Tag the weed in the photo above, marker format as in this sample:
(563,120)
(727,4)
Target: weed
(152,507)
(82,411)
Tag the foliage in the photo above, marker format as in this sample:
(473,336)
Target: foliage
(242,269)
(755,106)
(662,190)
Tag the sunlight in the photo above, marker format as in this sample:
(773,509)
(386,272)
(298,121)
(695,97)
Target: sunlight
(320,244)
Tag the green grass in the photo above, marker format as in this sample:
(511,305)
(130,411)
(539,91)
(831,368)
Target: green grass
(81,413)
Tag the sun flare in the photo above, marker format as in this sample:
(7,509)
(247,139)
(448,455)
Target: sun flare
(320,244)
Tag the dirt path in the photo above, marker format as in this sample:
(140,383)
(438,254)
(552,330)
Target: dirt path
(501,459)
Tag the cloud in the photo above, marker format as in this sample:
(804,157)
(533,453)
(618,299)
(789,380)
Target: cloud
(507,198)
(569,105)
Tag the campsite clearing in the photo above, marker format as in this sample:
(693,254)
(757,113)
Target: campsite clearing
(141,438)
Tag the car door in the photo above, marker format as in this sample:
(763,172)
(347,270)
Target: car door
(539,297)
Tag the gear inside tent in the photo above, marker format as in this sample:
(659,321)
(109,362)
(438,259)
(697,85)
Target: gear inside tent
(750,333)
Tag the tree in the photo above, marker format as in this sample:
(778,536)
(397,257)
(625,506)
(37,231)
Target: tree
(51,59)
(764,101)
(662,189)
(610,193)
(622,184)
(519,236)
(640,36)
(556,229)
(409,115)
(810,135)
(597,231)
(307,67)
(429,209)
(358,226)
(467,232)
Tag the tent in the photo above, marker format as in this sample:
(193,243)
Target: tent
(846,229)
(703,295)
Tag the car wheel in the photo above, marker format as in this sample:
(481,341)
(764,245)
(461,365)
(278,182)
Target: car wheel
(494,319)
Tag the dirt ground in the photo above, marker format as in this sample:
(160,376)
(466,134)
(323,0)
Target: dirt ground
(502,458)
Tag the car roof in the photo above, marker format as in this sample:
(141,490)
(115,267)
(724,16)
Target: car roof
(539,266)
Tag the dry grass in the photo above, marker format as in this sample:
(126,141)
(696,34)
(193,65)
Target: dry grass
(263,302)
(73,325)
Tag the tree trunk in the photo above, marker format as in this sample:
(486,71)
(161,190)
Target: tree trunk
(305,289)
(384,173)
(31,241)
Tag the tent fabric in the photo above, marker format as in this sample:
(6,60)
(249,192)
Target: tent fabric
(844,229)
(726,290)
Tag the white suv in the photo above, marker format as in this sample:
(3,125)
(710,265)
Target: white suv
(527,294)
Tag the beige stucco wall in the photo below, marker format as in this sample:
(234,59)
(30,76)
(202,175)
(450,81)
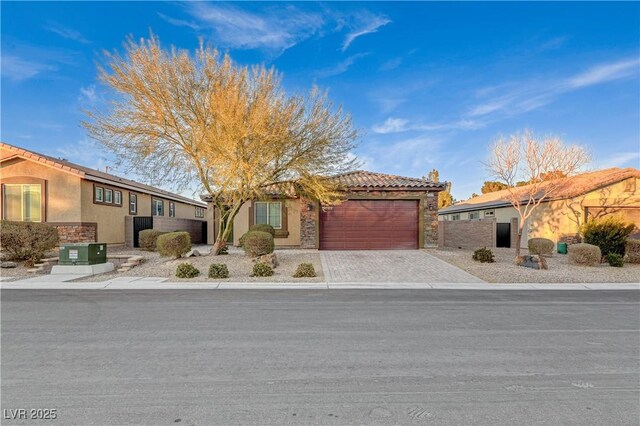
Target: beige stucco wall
(63,189)
(241,224)
(556,218)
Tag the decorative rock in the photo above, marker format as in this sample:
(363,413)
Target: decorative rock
(193,253)
(532,261)
(269,259)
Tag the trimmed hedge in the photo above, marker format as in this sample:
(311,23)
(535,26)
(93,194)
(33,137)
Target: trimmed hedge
(540,246)
(218,270)
(305,270)
(261,269)
(258,243)
(610,233)
(28,241)
(633,250)
(584,254)
(615,260)
(483,255)
(187,270)
(174,244)
(148,239)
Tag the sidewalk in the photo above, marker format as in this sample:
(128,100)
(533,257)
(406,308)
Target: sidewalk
(146,283)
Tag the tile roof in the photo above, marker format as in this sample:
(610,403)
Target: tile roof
(365,179)
(94,175)
(569,187)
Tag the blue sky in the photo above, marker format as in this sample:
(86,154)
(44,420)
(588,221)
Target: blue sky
(429,84)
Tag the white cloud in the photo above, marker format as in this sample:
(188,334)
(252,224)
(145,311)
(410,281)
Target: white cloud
(88,94)
(66,32)
(369,24)
(604,72)
(341,67)
(277,30)
(18,69)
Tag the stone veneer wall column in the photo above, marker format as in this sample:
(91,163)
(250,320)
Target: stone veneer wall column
(430,214)
(309,226)
(82,232)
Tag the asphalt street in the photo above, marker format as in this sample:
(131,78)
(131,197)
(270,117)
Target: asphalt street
(199,357)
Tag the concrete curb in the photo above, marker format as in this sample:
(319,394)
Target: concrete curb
(149,283)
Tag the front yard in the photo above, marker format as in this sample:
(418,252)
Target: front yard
(560,271)
(240,266)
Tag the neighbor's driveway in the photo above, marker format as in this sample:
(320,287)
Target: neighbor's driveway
(391,266)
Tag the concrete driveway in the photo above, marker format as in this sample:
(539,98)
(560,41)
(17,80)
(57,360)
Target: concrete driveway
(390,266)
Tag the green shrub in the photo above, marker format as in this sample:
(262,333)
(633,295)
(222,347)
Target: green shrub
(261,269)
(615,260)
(187,270)
(540,246)
(263,227)
(218,270)
(632,250)
(610,233)
(28,241)
(305,270)
(584,254)
(174,244)
(258,243)
(148,239)
(483,255)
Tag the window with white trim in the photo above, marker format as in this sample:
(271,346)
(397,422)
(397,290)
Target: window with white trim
(269,213)
(22,202)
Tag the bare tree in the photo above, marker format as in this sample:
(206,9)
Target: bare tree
(536,160)
(181,117)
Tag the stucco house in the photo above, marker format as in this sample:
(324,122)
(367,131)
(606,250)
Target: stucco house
(88,205)
(380,211)
(491,221)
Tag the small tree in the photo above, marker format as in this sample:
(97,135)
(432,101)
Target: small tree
(181,118)
(538,161)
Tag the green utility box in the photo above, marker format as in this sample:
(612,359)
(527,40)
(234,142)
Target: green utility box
(562,248)
(83,254)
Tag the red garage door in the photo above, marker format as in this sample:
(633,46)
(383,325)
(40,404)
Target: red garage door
(370,225)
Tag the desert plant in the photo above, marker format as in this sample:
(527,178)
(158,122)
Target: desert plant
(187,270)
(264,227)
(148,239)
(632,250)
(584,254)
(305,270)
(218,270)
(483,255)
(174,244)
(258,243)
(610,233)
(540,246)
(261,269)
(27,241)
(615,260)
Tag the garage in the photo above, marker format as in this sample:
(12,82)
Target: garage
(370,225)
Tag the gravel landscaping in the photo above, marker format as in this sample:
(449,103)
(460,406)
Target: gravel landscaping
(560,271)
(240,266)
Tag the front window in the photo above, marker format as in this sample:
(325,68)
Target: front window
(157,207)
(269,213)
(22,203)
(133,204)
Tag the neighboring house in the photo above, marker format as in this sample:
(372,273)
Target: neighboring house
(490,220)
(89,205)
(380,211)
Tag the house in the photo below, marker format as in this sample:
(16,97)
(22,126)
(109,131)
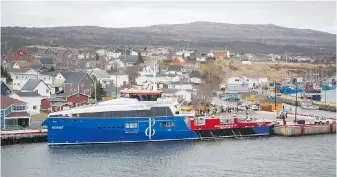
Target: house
(201,58)
(179,94)
(33,100)
(5,90)
(64,101)
(112,92)
(178,62)
(6,63)
(37,85)
(46,62)
(13,113)
(256,81)
(59,78)
(112,55)
(78,82)
(21,76)
(181,85)
(47,76)
(100,75)
(3,79)
(218,54)
(128,60)
(236,80)
(21,54)
(25,64)
(195,77)
(119,78)
(173,69)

• EXERCISE AIM: Output the records exactly, pictures excluded.

• TASK OUTPUT:
Tag the weed in the photo above, marker format as in this sample:
(563,120)
(727,4)
Target: weed
(152,507)
(82,411)
Tag the foliage in the photo above, marker format as in this sample:
(473,336)
Target: foliage
(242,269)
(755,106)
(662,190)
Tag the sunlight in the photo above, marker format as in this sample:
(773,509)
(386,272)
(298,121)
(695,97)
Target: sunlight
(320,244)
Tag the green grass in the photo above, marker format as in this sample:
(511,305)
(130,411)
(539,91)
(831,368)
Target: green grass
(81,413)
Tag the sun flare in the photo above, marker format as in this sample:
(7,509)
(247,139)
(448,455)
Target: sun flare
(320,244)
Tag the dirt path in the photo above, marker format as in this sample:
(140,383)
(438,254)
(552,330)
Target: dirt path
(501,459)
Tag the cloud in the photo above, marker format as in this sample:
(804,157)
(533,453)
(618,299)
(789,380)
Target: cloud
(507,198)
(569,105)
Tag the campsite clearing in the photo above, marker format as in this sample:
(693,254)
(757,113)
Target: campsite clearing
(141,438)
Tag the car door in the photo above, marker format as in this sample:
(763,172)
(347,270)
Target: car door
(539,297)
Tag the gear inside tent in the photo above, marker format as in this sample:
(659,321)
(109,362)
(438,259)
(697,85)
Target: gear inside tent
(750,333)
Tag the tree in the photo above, marker format as in this sample:
(778,536)
(397,257)
(625,506)
(37,231)
Target: tree
(51,59)
(764,101)
(662,189)
(610,193)
(622,184)
(519,236)
(640,36)
(556,229)
(409,115)
(810,135)
(597,231)
(307,67)
(429,209)
(358,226)
(467,232)
Tag the tent in the photo above, marker format as in this sample:
(193,243)
Target: tent
(846,229)
(703,295)
Tag the car wheel in the photo above, marker format as in this sample:
(481,341)
(764,245)
(461,365)
(278,182)
Target: car wheel
(494,319)
Tag the dirt ground in the photo above, marker format as in this sample:
(160,376)
(466,134)
(323,0)
Target: dirt ground
(502,458)
Tag the car roof in the photo above, marker format as in this sample:
(141,490)
(115,267)
(724,16)
Target: car roof
(539,266)
Tag the dry grass in the photo above, marker format as in this sample:
(126,141)
(696,34)
(193,65)
Target: dry grass
(263,302)
(73,325)
Tag the tree trunk in the photo above, marker format as in this sample:
(486,71)
(161,190)
Target: tree trunk
(305,289)
(384,173)
(31,241)
Tag the tent fabric in the photo above, marker format as in this sample:
(6,60)
(249,192)
Target: tent fabric
(844,229)
(726,290)
Tag the white suv in the photo above, marker format as in this sample:
(3,125)
(710,265)
Target: white suv
(527,294)
Tag the beige stucco wall in the photo below, marker format as in this sample:
(234,59)
(30,76)
(202,175)
(450,81)
Target: beige stucco wall
(63,189)
(241,224)
(556,218)
Tag the decorative rock in the photo above, marker format as in this sample:
(363,413)
Target: decorative rock
(193,253)
(532,261)
(269,259)
Tag the trimmed hedge in the photo above, marker format as in this sample:
(311,23)
(535,26)
(93,194)
(33,137)
Target: trimmed hedge
(540,246)
(218,270)
(305,270)
(261,269)
(258,243)
(610,233)
(28,241)
(633,250)
(584,254)
(615,260)
(483,255)
(187,270)
(174,244)
(148,239)
Tag the sidewalk in the photo above, marker format as in this sample:
(128,100)
(533,257)
(406,308)
Target: sidewalk
(146,283)
Tag the tile roof in the photo above, marker format as in this sample:
(610,403)
Target: tile roof
(365,179)
(94,175)
(569,187)
Tag the blue sky in the photo above, marker format as in this sample:
(86,154)
(44,420)
(588,221)
Target: blue sky
(429,84)
Tag the white cloud in the photo above, marker format as in this sample:
(188,334)
(252,224)
(145,311)
(410,281)
Target: white cloud
(88,94)
(66,32)
(369,24)
(604,72)
(341,67)
(277,30)
(18,69)
Tag the stone veneer wall column in the photo above, marker format as in this sample:
(91,163)
(250,320)
Target: stone veneer wall column
(430,214)
(309,226)
(82,232)
Tag the asphalt street in the photo above, marker format as in this sample:
(131,78)
(131,197)
(270,117)
Target: asphalt street
(199,357)
Tag the concrete curb in the photo above, marker format as in this sample:
(319,394)
Target: concrete curb
(149,283)
Tag the front yard in the photo above, marker format as in this sample:
(418,252)
Target: front yard
(560,271)
(240,266)
Tag the neighbor's driveway in the photo above, marker format as in this sample:
(320,287)
Target: neighbor's driveway
(391,266)
Tag the concrete driveway in the photo above, marker format as in this sample:
(539,98)
(560,41)
(17,80)
(57,360)
Target: concrete driveway
(390,266)
Tag the green shrub in the photo above, marker format as in this sample:
(262,333)
(633,295)
(222,347)
Target: green shrub
(261,269)
(615,260)
(187,270)
(540,246)
(263,227)
(218,270)
(632,250)
(610,233)
(28,241)
(305,270)
(584,254)
(174,244)
(258,243)
(148,239)
(483,255)
Tag the window with white trim in the photo above, marker format as in this sample:
(271,346)
(397,422)
(397,290)
Target: window with white trim
(269,213)
(22,202)
Tag the bare tree in the photo above, marker format as in this sample:
(206,9)
Target: bare tree
(536,160)
(181,117)
Tag the stucco house in the photo above, marker format as in this sample:
(324,122)
(367,131)
(606,250)
Target: stucco house
(88,205)
(380,211)
(491,221)
Tag the small tree in the photo above, marker format as in this sample:
(97,135)
(432,101)
Target: small tree
(181,118)
(538,161)
Tag the green utility box in the photo above, marker format as in this sample:
(612,359)
(527,40)
(234,142)
Target: green utility box
(562,248)
(83,254)
Tag the red garage door in the photo above, marker format as in this sample:
(633,46)
(383,325)
(40,404)
Target: red garage door
(370,225)
Tag the desert plant in the photo above, marker format as in this sample:
(527,178)
(158,122)
Target: desert plant
(187,270)
(264,227)
(148,239)
(632,250)
(584,254)
(305,270)
(218,270)
(483,255)
(174,244)
(258,243)
(610,233)
(540,246)
(261,269)
(27,241)
(615,260)
Tag the garage in the photo above, marker format as in this sample:
(12,82)
Target: garage
(370,225)
Tag the gravel landscaping in the photo above, marker format as in this sample:
(449,103)
(460,406)
Target: gravel landscaping
(560,271)
(240,266)
Tag the front window in the photo above, marker format as in this sample:
(325,68)
Target: front window
(157,207)
(269,213)
(22,203)
(133,204)
Tag the neighboring house in the photo above, marker format as in this sample:
(372,273)
Target: neighboring house
(490,220)
(89,205)
(380,211)
Tag the house in the photo below, marker format as in this sample:
(16,97)
(22,126)
(109,131)
Target: house
(201,58)
(179,94)
(33,100)
(5,90)
(64,101)
(112,92)
(178,62)
(6,63)
(37,85)
(46,62)
(13,113)
(256,81)
(59,78)
(112,55)
(78,82)
(21,76)
(181,85)
(47,76)
(100,75)
(3,79)
(218,54)
(128,60)
(236,80)
(21,54)
(25,64)
(195,77)
(119,78)
(173,69)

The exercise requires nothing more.